#### EXTRACT TO READ
┌──

In this issue, we cover hearings held by the House Committee on Oversight and Reform and the House Financial Services Committee. We discuss the Federal Trade Commission's workshop on voice cloning technology. In the states, we address the California Attorney General's modifications to its proposed California Consumer Privacy Act regulations, the Washington State Legislature's hearing on the Washington Privacy Act, and New York's updates to telemarketing laws. Overseas, we explore draft guidance on cookies and other trackers released by the French Data Protection Authority and updates from the United Kingdom's Information Commissioner's Office.
Heard on the Hill
House Oversight Committee Holds Facial Recognition Technology Hearing
On January 15, 2020, the House Committee on Oversight and Reform (Committee) held the third hearing of its series on "Facial Recognition Technology." The hearing focused on "Ensuring Commercial Transparency & Accuracy." The hearing's witnesses included representatives from (1) industry; (2) federal agencies; and (3) academia. During the hearing, participants touched upon topics such as (1) data privacy, security, and ownership; (2) facial recognition technology accuracy and best practices; (3) potential legislation regarding facial recognition and other emerging technologies; and (4) the impact of facial recognition technology on different demographic groups.
During opening statements, Committee Chairwoman Carolyn Maloney (D-NY), Committee Ranking Member Jim Jordan (R-OH), Rep. Jimmy Gomez (D-CA), and Rep. Mark Meadows (R-NC) called for the development of federal facial recognition legislation. Ranking Member Jordan spoke of a "patchwork" of facial recognition laws. Chairwoman Maloney and Rep. Meadows emphasized that "the right to privacy" must be considered when examining potential legislation.
While discussing potential facial recognition legislation at the federal level, Rep. Eleanor Holmes Norton (D-DC) and Rep. Brenda Lawrence (D-MI) expressed interest in enabling consumers to see the data storage and collection processes of facial recognition companies. Rep. Holmes Norton and Rep. Stephen Lynch (D-MA) expressed concern with data security practices of facial recognition companies. Rep. Mark DeSaulnier (D-CA) stated that consumers should have data ownership rights. In response to a question posed by Rep. Virginia Foxx (R-NC) about data security best practices, an industry representative stated that many companies are complying with the European Union's (EU) General Data Protection Regulation (GDPR) data security and encryption requirements. Chairwoman Maloney, Ranking Member Jordan, Rep. Gomez, Rep. Robin Kelly (D-IL), Rep. Lawrence, Rep. Alexandria Ocasio-Cortez (D-NY), Rep. Rashida Tlaib (D-MI), and Rep. Ayanna Pressley (D-MA) expressed concern with potential biases in facial recognition technology.
At the hearing, industry representatives also expressed support for federal data privacy legislation. A witness outlined what they believed should be included in the legislation (1) exclusion of a private right of action clause and mandatory opt-in consent; (2) preemption; and (3) consumer data privacy rights. An industry representative stated that federal data privacy legislation should be technology-neutral. A witness from industry added that if there is a separate federal facial recognition technology law, it should include affirmative opt-in consent. An academic expressed concern with the "mass collection" of biometric data with facial recognition technology, adding that it was not transparent.
House Financial Services Task Forces Hold Hearings on Mobile Payments and Algorithmic Bias
On January 30, 2020, the House Committee on Financial Services (Committee) Task Force on Financial Technology (Fintech Task Force) held a hearing entitled, "Is Cash Still King? Reviewing the Rise of Mobile Payments." On February 12, 2020, the Committee's Task Force on Artificial Intelligence (AI Task Force) convened a hearing on "Equitable Algorithms: Examining Ways to Reduce AI Bias in Financial Services."

└──

#### GOALS
[1] According to the update, what was the focus of the House Oversight Committee's January 15, 2020 hearing on facial recognition technology?
[2] Transcribe the update from "During opening statements, Committee" to "examining potential legislation.".

#### COLLECTED MATERIAL
┌──

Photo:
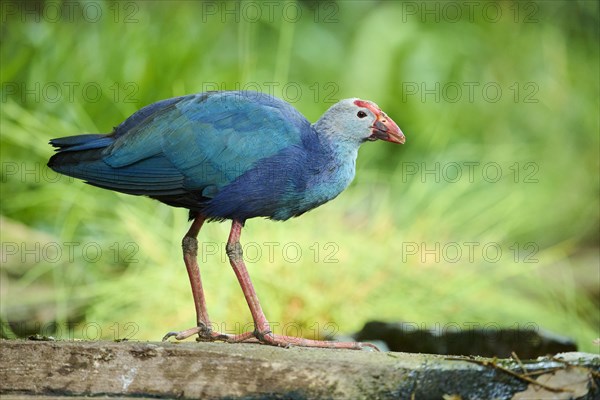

└──

#### THE ANSWERS
[1] "Ensuring Commercial Transparency & Accuracy."

[2]
During opening statements, Committee Chairwoman Carolyn Maloney (D-NY), Committee Ranking Member Jim Jordan (R-OH), Rep. Jimmy Gomez (D-CA), and Rep. Mark Meadows (R-NC) called for the development of federal facial recognition legislation. Ranking Member Jordan spoke of a "patchwork" of facial recognition laws. Chairwoman Maloney and Rep. Meadows emphasized that "the right to privacy" must be considered when examining potential legislation.